##### Extract to read

29 June 2020
Angela Page: Welcome to the OmicsXchange, I’m Angela Page. Today we continue to discuss the role of data sharing during the COVID-19 pandemic, speaking with members of the international genomics community on initiatives that leverage collaboration, interoperability, and open science to advance research into the novel coronavirus. Today we speak with Kathi Lauer, a virologist and Industry Officer for External Relations at the ELIXIR Hub in the UK, about ELIXIR’s efforts to respond to the pandemic. Kathi originally trained as a virologist and vaccine designer, and she was involved in the response to the 2015 ebola outbreak in Sierra Leone. Due to her backgrounds in public health and industry stakeholder outreach, Kathi now coordinates ELIXIR’s COVID-19 response throughout Europe. Welcome, Kathi.
Kathi Lauer: Thank you very much for the invitation.
Angela Page: So I know you have a background in viral genomics and you participated in Public Health England’s response to the 2015 Ebola outbreak. From your experience, why do you think it’s important to prioritize data sharing during a pandemic?

##########

▶ **Questions on the material**
1. From the interview transcript, return the passage that begins at the words "Kathi Lauer: Thank" and stops after the words "during a pandemic?".
2. In the interview transcript, what do the initiatives being discussed leverage to advance research into the novel coronavirus? List every one named.

##### Extracted material

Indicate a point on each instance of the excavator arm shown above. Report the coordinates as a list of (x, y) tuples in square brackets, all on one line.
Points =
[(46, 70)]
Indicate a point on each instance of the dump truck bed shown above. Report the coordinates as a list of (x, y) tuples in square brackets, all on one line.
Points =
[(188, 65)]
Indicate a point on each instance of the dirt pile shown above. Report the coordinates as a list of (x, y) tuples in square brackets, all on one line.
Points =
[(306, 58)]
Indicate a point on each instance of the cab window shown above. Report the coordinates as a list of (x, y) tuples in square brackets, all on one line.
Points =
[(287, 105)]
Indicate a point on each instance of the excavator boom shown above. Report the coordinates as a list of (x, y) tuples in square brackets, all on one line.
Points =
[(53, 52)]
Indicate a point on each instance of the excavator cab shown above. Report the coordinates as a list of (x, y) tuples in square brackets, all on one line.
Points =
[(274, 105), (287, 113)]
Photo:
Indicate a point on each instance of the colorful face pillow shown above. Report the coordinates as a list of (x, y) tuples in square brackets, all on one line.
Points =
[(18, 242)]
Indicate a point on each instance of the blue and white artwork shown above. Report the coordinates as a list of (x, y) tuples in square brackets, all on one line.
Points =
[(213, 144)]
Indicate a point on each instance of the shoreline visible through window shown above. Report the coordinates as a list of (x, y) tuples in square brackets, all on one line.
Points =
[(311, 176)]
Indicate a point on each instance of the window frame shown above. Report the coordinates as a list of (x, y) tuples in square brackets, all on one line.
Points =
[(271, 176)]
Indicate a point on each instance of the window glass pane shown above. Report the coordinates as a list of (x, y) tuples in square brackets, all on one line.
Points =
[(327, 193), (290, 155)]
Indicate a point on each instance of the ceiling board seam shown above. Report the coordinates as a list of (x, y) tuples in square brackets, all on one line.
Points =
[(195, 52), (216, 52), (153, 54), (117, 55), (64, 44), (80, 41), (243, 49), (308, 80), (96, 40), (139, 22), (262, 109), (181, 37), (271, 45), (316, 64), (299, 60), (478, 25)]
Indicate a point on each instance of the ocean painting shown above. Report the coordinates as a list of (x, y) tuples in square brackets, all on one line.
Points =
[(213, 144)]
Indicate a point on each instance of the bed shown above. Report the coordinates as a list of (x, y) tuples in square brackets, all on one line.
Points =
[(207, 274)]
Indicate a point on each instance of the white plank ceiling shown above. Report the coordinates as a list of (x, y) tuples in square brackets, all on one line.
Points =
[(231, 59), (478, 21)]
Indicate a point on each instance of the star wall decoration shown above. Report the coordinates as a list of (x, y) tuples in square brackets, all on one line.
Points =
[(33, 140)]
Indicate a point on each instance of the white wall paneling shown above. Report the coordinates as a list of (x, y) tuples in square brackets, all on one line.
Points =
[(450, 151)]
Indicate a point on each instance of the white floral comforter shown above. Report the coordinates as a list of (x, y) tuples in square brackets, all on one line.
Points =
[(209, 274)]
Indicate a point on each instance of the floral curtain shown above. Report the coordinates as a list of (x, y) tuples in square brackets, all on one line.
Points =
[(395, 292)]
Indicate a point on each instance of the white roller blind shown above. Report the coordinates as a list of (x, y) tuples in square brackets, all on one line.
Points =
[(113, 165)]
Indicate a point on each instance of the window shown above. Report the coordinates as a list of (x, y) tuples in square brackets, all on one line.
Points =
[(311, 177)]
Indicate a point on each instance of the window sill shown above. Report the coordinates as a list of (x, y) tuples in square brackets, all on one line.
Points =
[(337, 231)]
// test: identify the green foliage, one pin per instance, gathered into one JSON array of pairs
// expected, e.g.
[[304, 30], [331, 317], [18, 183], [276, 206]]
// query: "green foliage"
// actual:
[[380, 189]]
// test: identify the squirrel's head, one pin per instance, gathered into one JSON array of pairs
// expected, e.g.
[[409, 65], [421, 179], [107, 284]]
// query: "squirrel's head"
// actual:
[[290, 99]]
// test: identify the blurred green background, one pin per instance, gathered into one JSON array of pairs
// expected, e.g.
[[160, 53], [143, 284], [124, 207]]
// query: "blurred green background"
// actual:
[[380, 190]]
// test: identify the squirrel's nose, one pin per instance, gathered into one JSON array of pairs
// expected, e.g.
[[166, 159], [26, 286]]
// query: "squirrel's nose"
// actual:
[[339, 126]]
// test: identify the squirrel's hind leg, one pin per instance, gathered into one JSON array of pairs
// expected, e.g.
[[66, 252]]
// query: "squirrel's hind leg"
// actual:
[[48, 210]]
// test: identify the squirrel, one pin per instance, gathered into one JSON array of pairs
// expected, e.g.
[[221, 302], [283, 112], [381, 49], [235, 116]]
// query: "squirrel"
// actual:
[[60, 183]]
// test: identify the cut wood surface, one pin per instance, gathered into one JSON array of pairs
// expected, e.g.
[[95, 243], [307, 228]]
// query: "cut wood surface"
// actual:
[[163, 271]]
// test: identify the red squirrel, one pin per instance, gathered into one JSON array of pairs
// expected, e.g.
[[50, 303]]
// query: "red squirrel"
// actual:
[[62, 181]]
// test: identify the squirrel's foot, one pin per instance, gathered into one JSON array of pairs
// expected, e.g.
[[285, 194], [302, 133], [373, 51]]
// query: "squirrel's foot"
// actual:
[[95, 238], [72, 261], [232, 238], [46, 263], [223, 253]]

##########

▶ **Answers to the tasks**
1.
Kathi Lauer: Thank you very much for the invitation.
Angela Page: So I know you have a background in viral genomics and you participated in Public Health England’s response to the 2015 Ebola outbreak. From your experience, why do you think it’s important to prioritize data sharing during a pandemic?

2. collaboration, interoperability, open science